Dataset rows:
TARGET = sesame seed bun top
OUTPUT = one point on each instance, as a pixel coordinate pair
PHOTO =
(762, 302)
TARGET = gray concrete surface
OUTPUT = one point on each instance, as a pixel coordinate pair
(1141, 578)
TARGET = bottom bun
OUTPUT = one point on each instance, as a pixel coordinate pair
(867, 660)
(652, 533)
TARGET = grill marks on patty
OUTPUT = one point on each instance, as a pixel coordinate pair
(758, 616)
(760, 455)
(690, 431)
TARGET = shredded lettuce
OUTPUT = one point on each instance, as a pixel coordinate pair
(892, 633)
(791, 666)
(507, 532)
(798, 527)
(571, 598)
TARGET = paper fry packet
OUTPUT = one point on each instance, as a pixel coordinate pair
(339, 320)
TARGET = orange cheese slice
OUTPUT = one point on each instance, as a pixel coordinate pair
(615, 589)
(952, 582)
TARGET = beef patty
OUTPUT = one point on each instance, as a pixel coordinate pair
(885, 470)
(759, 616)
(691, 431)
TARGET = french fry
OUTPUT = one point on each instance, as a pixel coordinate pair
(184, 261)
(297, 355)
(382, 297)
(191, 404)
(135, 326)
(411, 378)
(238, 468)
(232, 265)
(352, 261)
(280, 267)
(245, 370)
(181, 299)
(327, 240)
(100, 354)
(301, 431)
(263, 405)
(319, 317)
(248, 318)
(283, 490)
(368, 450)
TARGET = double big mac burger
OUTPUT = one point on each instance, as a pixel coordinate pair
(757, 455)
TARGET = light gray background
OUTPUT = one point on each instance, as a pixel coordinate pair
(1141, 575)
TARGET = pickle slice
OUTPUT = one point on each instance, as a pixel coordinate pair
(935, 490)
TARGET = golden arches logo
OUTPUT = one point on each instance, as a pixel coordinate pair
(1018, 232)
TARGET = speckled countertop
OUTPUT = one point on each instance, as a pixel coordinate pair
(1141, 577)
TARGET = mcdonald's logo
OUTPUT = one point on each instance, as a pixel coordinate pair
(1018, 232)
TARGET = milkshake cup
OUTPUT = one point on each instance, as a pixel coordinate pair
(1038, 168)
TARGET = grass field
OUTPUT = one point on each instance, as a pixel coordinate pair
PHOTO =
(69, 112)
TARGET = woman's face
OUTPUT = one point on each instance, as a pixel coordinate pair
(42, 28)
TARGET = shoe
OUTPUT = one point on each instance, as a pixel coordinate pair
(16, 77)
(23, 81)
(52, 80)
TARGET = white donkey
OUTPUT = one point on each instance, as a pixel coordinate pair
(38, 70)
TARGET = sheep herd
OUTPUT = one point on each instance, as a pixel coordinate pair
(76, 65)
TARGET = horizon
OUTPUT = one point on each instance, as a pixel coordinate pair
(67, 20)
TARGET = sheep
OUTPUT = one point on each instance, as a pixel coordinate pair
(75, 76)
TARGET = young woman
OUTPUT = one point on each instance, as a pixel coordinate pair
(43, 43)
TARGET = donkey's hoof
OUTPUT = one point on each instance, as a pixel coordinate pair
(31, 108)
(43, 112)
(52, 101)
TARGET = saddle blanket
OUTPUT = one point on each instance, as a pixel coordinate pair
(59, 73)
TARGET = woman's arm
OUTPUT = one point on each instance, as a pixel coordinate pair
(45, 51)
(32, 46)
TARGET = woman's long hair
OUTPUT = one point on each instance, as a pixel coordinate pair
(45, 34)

→ **Given problem**:
Quote all of the records above verbatim, line for line.

→ **Answer for this exercise**:
TARGET = sesame seed bun top
OUTPUT = one point on each instance, as a pixel coordinate pair
PHOTO =
(762, 302)
TARGET = gray concrete surface
OUTPUT = one point on each instance, as a pixel coordinate pair
(1141, 578)
TARGET = bottom bun
OUTPUT = one point on each instance, as a pixel coordinate pair
(867, 660)
(652, 533)
TARGET = grill marks on patty
OUTPUT = one point on each instance, as a pixel coordinate pair
(758, 616)
(760, 455)
(690, 431)
TARGET = shredded lettuce
OUTPUT = one point on each instance, as a pixel coordinate pair
(892, 633)
(791, 666)
(507, 532)
(798, 527)
(571, 598)
TARGET = paper fry packet
OUTPUT = one point on each instance, as a pixel coordinate pair
(339, 320)
TARGET = orange cheese slice
OUTPUT = one point on each instance, as a pixel coordinate pair
(615, 589)
(952, 582)
TARGET = beef patty
OUTPUT = one point on each instance, as a pixel coordinate pair
(885, 470)
(759, 616)
(691, 431)
TARGET = french fry
OUTPUT = one point on each instance, as a pixel coordinate pair
(184, 261)
(297, 355)
(382, 297)
(191, 404)
(135, 326)
(411, 378)
(238, 468)
(232, 265)
(352, 261)
(280, 267)
(245, 370)
(181, 299)
(327, 240)
(100, 354)
(301, 431)
(263, 405)
(319, 317)
(248, 318)
(283, 490)
(368, 450)
TARGET = double big mac burger
OUTPUT = one point on each instance, as a pixel coordinate pair
(757, 455)
TARGET = light gray background
OUTPUT = one point on each instance, as a pixel coordinate pair
(1141, 575)
TARGET = pickle slice
OUTPUT = one point on each instance, as a pixel coordinate pair
(935, 490)
TARGET = golden arches logo
OUTPUT = one point on each instance, as a pixel coordinate pair
(1018, 232)
TARGET = speckled countertop
OUTPUT = one point on each instance, as a pixel coordinate pair
(1141, 577)
TARGET = mcdonald's logo
OUTPUT = one point on each instance, as a pixel coordinate pair
(1018, 232)
TARGET = milkshake cup
OUTPUT = one point on each instance, as a pixel coordinate pair
(1038, 168)
TARGET = grass field
OUTPUT = one point on each instance, as a pixel coordinate pair
PHOTO =
(69, 112)
TARGET = woman's face
OUTPUT = one point on each instance, as a pixel coordinate pair
(42, 28)
TARGET = shoe
OUTPUT = one point on each instance, as a pixel coordinate pair
(16, 77)
(23, 81)
(52, 80)
TARGET = white donkey
OUTPUT = one point on each instance, as a pixel coordinate pair
(38, 70)
TARGET = sheep herd
OUTPUT = one point on each instance, as a pixel coordinate pair
(76, 65)
TARGET = horizon
OUTPUT = one point on each instance, as a pixel coordinate pair
(67, 20)
TARGET = sheep
OUTPUT = one point on each instance, as a pixel coordinate pair
(75, 76)
TARGET = young woman
OUTPUT = one point on each instance, as a pixel coordinate pair
(43, 43)
TARGET = donkey's hoof
OUTPUT = one point on each instance, as a pixel coordinate pair
(31, 108)
(43, 112)
(52, 101)
TARGET = saddle blanket
OUTPUT = one point on each instance, as a pixel coordinate pair
(59, 73)
TARGET = woman's arm
OUTPUT = one point on each instance, as a pixel coordinate pair
(45, 51)
(32, 46)
TARGET = woman's long hair
OUTPUT = one point on each instance, as a pixel coordinate pair
(45, 34)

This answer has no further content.